**Short exercise**
Reproduce the records below in full, switching "white cloud" to "gray cloud" and leaving every other character unchanged.

= = = =

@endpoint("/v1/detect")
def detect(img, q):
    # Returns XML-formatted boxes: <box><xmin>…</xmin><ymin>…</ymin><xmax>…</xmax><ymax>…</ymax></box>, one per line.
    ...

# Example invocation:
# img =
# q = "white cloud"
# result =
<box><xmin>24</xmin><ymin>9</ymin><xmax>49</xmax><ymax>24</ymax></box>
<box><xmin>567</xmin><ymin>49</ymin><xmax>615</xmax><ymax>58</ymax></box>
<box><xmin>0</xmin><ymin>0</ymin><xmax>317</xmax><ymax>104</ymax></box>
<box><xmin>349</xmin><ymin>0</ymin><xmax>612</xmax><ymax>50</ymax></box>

= = = =

**Reply to the exercise**
@endpoint("/v1/detect")
def detect(img, q):
    # Returns XML-formatted boxes: <box><xmin>…</xmin><ymin>…</ymin><xmax>…</xmax><ymax>…</ymax></box>, one per line.
    ...

# Example invocation:
# img =
# q = "gray cloud"
# result =
<box><xmin>24</xmin><ymin>9</ymin><xmax>49</xmax><ymax>24</ymax></box>
<box><xmin>567</xmin><ymin>49</ymin><xmax>615</xmax><ymax>58</ymax></box>
<box><xmin>0</xmin><ymin>0</ymin><xmax>317</xmax><ymax>104</ymax></box>
<box><xmin>349</xmin><ymin>0</ymin><xmax>612</xmax><ymax>50</ymax></box>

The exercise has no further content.